(Stored entries)

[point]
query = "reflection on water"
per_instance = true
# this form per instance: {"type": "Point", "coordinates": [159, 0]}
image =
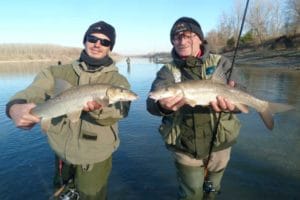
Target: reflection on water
{"type": "Point", "coordinates": [264, 164]}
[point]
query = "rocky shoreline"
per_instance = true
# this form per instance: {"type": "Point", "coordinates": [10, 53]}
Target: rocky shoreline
{"type": "Point", "coordinates": [278, 59]}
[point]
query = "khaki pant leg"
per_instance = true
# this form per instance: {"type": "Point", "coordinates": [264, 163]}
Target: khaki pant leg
{"type": "Point", "coordinates": [219, 160]}
{"type": "Point", "coordinates": [190, 179]}
{"type": "Point", "coordinates": [92, 184]}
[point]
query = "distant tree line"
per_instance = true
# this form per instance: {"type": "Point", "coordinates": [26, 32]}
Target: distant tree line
{"type": "Point", "coordinates": [37, 52]}
{"type": "Point", "coordinates": [265, 19]}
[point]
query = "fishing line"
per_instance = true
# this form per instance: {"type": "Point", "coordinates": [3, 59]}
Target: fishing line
{"type": "Point", "coordinates": [215, 131]}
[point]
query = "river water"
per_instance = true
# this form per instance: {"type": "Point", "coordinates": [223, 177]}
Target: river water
{"type": "Point", "coordinates": [264, 164]}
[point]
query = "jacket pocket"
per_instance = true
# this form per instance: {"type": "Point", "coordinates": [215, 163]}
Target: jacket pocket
{"type": "Point", "coordinates": [228, 130]}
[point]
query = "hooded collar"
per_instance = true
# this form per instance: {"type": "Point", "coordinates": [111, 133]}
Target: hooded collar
{"type": "Point", "coordinates": [191, 61]}
{"type": "Point", "coordinates": [92, 64]}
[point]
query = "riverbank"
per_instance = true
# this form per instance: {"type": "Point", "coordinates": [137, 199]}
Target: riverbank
{"type": "Point", "coordinates": [271, 59]}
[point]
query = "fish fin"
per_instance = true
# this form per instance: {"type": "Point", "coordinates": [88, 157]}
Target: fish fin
{"type": "Point", "coordinates": [219, 76]}
{"type": "Point", "coordinates": [74, 116]}
{"type": "Point", "coordinates": [272, 108]}
{"type": "Point", "coordinates": [242, 107]}
{"type": "Point", "coordinates": [61, 85]}
{"type": "Point", "coordinates": [279, 107]}
{"type": "Point", "coordinates": [191, 102]}
{"type": "Point", "coordinates": [45, 123]}
{"type": "Point", "coordinates": [104, 102]}
{"type": "Point", "coordinates": [267, 118]}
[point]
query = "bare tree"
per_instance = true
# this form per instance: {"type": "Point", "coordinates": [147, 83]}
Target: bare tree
{"type": "Point", "coordinates": [292, 17]}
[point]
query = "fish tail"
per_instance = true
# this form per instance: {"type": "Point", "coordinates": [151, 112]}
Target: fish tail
{"type": "Point", "coordinates": [270, 110]}
{"type": "Point", "coordinates": [279, 107]}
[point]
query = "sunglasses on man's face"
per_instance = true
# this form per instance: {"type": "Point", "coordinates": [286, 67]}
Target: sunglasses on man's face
{"type": "Point", "coordinates": [94, 39]}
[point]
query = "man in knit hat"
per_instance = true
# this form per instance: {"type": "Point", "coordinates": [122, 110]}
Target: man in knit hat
{"type": "Point", "coordinates": [83, 148]}
{"type": "Point", "coordinates": [188, 131]}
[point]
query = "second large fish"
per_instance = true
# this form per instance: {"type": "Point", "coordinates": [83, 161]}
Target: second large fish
{"type": "Point", "coordinates": [202, 92]}
{"type": "Point", "coordinates": [71, 101]}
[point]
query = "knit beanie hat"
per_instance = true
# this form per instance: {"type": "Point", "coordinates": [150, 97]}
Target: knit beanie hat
{"type": "Point", "coordinates": [186, 24]}
{"type": "Point", "coordinates": [104, 28]}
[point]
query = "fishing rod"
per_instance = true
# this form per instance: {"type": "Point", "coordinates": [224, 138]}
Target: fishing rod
{"type": "Point", "coordinates": [238, 40]}
{"type": "Point", "coordinates": [208, 186]}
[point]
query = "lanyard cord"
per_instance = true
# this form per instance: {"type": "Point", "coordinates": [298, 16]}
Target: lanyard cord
{"type": "Point", "coordinates": [215, 130]}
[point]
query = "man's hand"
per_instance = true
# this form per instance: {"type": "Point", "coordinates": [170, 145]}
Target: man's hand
{"type": "Point", "coordinates": [92, 105]}
{"type": "Point", "coordinates": [172, 103]}
{"type": "Point", "coordinates": [21, 116]}
{"type": "Point", "coordinates": [223, 104]}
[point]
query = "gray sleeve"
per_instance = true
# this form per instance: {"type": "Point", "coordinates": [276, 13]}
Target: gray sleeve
{"type": "Point", "coordinates": [163, 77]}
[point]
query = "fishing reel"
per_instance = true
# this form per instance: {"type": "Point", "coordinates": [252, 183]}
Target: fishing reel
{"type": "Point", "coordinates": [208, 187]}
{"type": "Point", "coordinates": [71, 194]}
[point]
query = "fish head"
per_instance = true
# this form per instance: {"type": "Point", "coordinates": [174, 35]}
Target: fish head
{"type": "Point", "coordinates": [116, 94]}
{"type": "Point", "coordinates": [165, 92]}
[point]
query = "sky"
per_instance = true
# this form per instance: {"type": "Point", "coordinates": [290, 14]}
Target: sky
{"type": "Point", "coordinates": [142, 26]}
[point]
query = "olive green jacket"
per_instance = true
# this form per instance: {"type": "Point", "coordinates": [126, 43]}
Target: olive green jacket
{"type": "Point", "coordinates": [189, 130]}
{"type": "Point", "coordinates": [95, 136]}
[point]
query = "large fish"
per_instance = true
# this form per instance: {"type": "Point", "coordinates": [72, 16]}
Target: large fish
{"type": "Point", "coordinates": [71, 101]}
{"type": "Point", "coordinates": [202, 92]}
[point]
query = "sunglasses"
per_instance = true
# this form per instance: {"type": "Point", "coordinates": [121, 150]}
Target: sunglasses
{"type": "Point", "coordinates": [94, 39]}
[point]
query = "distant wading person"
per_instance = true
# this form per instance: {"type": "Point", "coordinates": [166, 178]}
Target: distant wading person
{"type": "Point", "coordinates": [188, 131]}
{"type": "Point", "coordinates": [84, 148]}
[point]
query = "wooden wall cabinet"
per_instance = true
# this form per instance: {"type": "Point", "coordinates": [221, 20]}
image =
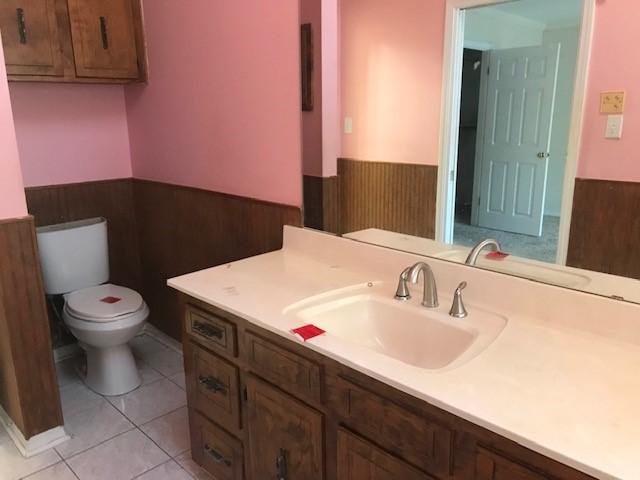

- [TASK OBJECTIVE] Collect every line of the records above that contains the word "beanie", and copy each one in full.

- [THE SOLUTION]
query = "knit beanie hat"
Target: knit beanie hat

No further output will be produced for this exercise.